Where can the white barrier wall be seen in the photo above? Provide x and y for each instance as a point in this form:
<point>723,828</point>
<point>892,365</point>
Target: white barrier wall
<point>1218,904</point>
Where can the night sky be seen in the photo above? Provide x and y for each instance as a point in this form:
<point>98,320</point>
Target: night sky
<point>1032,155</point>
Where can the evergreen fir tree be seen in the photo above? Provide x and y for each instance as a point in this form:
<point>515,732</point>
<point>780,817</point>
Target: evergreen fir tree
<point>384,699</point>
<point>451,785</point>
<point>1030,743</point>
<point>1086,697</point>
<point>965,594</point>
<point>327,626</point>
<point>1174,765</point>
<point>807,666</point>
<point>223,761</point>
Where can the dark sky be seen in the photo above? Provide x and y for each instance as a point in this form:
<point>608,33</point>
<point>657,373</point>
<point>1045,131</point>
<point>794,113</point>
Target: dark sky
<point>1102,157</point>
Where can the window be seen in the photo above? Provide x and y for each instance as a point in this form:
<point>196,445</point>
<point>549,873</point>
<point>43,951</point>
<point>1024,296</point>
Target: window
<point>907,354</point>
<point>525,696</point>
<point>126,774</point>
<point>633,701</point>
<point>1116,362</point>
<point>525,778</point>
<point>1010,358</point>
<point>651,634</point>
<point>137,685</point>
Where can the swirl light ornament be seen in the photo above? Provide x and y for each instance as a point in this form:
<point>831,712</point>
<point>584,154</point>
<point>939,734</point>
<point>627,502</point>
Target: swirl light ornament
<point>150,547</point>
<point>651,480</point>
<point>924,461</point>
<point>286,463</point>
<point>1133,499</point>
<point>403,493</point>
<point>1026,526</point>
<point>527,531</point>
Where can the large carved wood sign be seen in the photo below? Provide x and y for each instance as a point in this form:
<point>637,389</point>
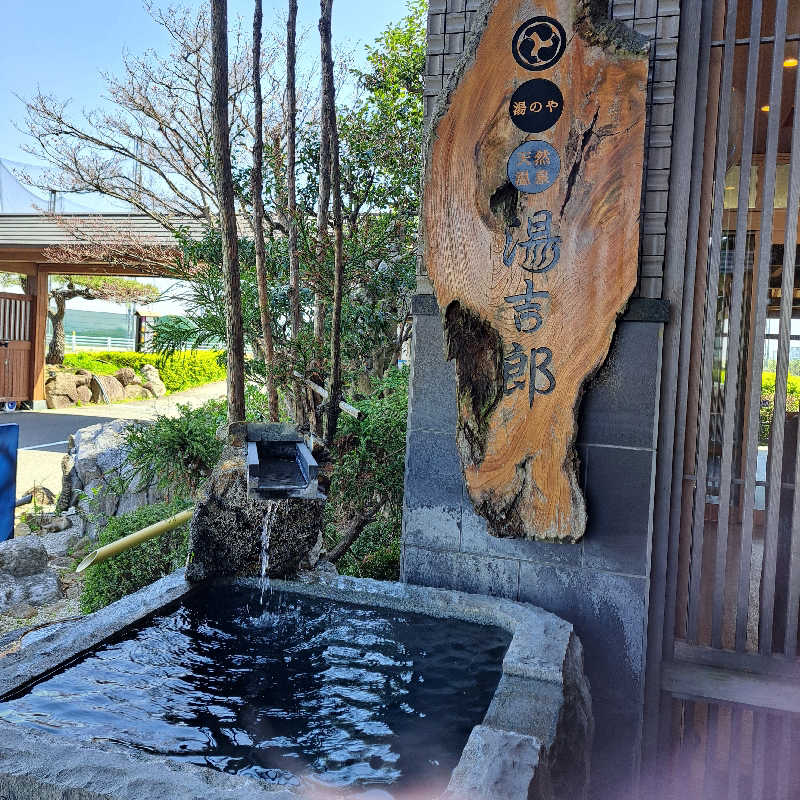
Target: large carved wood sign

# GIVEN INSTRUCTION:
Copy the listing above word for word, beginning with its first line and ending with the line that contains "<point>223,761</point>".

# WRITTEN RESPONSE:
Where can the white barrier wall be seen in the photo above? Provide x and y for each instance as a point in this form:
<point>723,828</point>
<point>892,365</point>
Target: white barrier wall
<point>1218,904</point>
Where can the night sky be seen in the photo above? Provide x and y for each instance as a point in this form:
<point>98,320</point>
Target: night sky
<point>1032,155</point>
Where can the evergreen fir tree be seen in the photo above? Provide x and y for each instance as a point in this form:
<point>515,732</point>
<point>780,817</point>
Target: evergreen fir tree
<point>384,699</point>
<point>451,785</point>
<point>1030,743</point>
<point>1086,697</point>
<point>965,594</point>
<point>327,626</point>
<point>1174,765</point>
<point>807,666</point>
<point>223,761</point>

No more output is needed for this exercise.